Stored data:
-------------------------
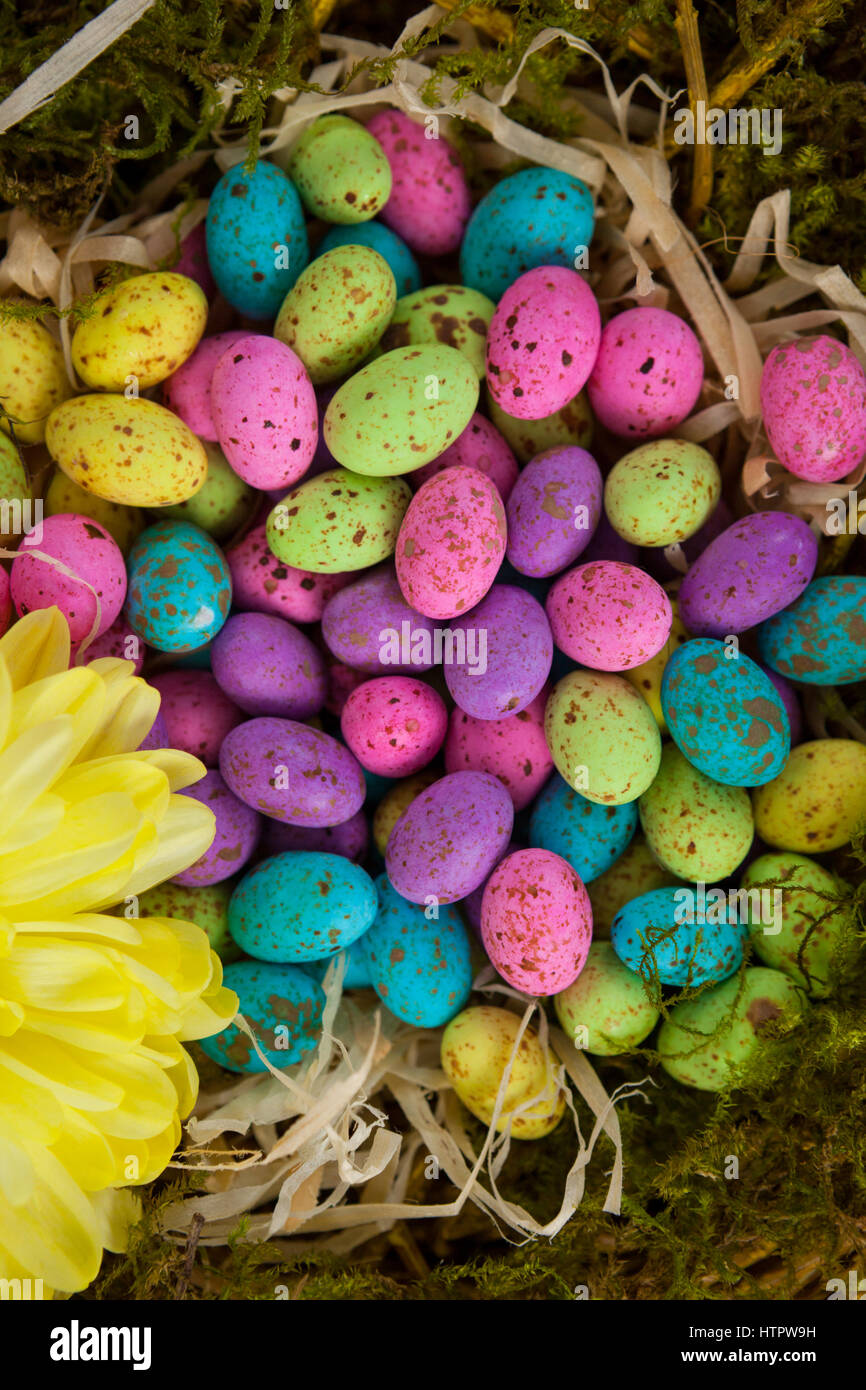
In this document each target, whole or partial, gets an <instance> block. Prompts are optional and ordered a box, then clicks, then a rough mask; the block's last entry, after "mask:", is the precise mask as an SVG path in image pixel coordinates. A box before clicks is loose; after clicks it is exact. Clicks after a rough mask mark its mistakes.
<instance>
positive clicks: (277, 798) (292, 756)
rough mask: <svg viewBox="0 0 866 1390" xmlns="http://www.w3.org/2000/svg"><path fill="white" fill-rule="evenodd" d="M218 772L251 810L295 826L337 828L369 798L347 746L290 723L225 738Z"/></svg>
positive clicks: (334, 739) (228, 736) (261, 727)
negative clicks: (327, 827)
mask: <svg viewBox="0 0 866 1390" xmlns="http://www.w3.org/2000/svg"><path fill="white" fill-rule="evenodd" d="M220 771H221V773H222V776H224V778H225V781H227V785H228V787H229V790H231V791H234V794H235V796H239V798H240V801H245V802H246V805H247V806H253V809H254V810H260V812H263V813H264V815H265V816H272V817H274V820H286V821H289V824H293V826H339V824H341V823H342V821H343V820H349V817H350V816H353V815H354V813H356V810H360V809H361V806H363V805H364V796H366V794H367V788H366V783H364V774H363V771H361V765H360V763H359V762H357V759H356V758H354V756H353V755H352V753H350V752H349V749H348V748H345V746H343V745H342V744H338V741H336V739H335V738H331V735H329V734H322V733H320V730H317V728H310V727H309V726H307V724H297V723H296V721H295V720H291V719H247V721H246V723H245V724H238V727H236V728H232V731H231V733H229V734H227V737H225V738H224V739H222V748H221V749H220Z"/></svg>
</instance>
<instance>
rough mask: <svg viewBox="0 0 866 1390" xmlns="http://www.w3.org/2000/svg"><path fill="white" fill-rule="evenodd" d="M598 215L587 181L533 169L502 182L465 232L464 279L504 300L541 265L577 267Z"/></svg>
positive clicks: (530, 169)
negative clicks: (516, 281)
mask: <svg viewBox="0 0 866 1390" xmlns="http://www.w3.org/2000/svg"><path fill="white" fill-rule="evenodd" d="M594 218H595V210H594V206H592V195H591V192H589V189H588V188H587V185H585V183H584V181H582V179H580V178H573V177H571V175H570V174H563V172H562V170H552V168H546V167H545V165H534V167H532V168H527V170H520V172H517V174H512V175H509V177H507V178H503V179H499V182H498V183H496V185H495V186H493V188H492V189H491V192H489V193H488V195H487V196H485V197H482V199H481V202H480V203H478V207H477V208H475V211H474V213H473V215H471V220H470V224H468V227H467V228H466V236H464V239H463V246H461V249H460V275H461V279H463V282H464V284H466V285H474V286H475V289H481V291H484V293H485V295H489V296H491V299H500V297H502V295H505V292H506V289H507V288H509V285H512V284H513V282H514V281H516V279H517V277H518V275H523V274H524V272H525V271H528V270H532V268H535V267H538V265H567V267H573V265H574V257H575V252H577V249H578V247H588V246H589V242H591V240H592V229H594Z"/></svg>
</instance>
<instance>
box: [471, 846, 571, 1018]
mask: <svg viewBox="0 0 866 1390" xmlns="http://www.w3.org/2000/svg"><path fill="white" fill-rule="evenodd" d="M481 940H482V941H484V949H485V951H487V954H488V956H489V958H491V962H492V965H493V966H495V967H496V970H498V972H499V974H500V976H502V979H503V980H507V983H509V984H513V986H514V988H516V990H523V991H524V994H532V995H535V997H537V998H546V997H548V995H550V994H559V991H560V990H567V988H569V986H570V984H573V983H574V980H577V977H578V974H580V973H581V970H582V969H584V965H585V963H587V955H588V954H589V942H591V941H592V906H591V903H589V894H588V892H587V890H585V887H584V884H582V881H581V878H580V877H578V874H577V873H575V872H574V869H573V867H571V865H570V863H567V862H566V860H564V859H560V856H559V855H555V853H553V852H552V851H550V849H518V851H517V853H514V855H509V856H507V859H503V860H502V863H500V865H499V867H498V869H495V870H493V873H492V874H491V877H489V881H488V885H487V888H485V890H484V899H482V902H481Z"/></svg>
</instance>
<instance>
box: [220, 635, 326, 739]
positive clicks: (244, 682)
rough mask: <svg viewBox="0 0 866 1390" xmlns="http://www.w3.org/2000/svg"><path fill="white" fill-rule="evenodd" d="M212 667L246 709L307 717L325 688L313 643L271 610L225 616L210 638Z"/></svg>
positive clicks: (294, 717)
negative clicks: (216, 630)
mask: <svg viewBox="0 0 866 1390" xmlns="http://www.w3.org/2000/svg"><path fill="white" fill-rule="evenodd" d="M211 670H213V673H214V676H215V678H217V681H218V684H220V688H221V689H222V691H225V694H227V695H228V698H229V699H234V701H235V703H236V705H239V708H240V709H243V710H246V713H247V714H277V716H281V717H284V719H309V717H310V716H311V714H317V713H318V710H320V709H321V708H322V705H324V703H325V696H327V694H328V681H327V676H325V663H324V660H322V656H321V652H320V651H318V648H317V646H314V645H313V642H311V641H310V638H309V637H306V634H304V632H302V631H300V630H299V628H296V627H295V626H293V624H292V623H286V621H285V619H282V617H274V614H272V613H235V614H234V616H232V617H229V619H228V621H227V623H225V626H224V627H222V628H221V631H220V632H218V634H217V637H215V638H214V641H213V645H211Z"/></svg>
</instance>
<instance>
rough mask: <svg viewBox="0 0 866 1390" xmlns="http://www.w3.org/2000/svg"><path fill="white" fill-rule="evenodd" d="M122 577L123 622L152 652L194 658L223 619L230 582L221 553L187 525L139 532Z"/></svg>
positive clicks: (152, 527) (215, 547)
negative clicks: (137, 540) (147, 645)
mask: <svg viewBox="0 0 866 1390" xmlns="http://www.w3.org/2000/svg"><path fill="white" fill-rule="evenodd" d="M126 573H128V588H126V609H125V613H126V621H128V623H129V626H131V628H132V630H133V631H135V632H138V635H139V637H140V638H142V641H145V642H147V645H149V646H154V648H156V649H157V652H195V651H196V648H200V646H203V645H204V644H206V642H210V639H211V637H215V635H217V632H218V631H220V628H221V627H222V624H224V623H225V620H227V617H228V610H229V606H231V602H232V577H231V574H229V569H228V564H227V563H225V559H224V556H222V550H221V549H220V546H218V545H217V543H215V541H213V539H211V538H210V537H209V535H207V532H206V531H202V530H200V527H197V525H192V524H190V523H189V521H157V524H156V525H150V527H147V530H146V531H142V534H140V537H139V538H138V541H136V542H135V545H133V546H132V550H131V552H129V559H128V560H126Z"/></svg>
-------------------------
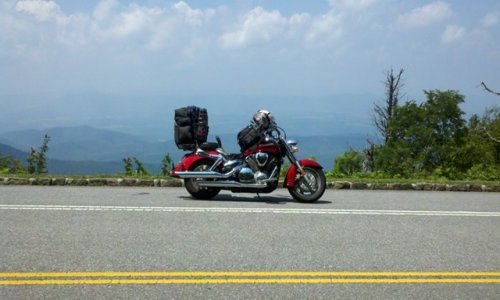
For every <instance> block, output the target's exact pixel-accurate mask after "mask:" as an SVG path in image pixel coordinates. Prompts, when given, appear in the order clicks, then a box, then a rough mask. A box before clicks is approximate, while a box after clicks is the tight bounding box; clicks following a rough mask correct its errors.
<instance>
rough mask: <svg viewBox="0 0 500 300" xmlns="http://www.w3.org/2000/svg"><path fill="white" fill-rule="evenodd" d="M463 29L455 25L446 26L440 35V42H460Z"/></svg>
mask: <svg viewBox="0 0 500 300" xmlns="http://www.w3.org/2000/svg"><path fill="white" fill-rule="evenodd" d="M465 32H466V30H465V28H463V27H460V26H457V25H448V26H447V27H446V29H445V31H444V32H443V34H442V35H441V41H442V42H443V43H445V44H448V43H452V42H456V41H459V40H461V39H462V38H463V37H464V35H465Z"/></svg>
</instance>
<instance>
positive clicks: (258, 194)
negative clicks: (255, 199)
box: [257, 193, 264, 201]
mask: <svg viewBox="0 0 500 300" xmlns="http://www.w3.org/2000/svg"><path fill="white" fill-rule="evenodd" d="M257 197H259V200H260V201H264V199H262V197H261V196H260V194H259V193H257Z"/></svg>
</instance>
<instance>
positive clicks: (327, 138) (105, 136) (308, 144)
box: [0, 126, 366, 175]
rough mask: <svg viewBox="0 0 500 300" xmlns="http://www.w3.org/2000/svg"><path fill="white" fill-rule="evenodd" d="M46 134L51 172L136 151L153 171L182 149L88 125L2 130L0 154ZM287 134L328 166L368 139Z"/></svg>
-------------------------
Problem to work on:
Report every line of the records that contains the word "positive".

Solution for this problem:
positive clicks: (277, 798) (292, 756)
positive clicks: (334, 739) (228, 736) (261, 727)
positive clicks: (530, 169)
positive clicks: (244, 682)
positive clicks: (294, 717)
positive clicks: (152, 527) (215, 547)
positive clicks: (258, 194)
positive clicks: (327, 138) (105, 136) (308, 144)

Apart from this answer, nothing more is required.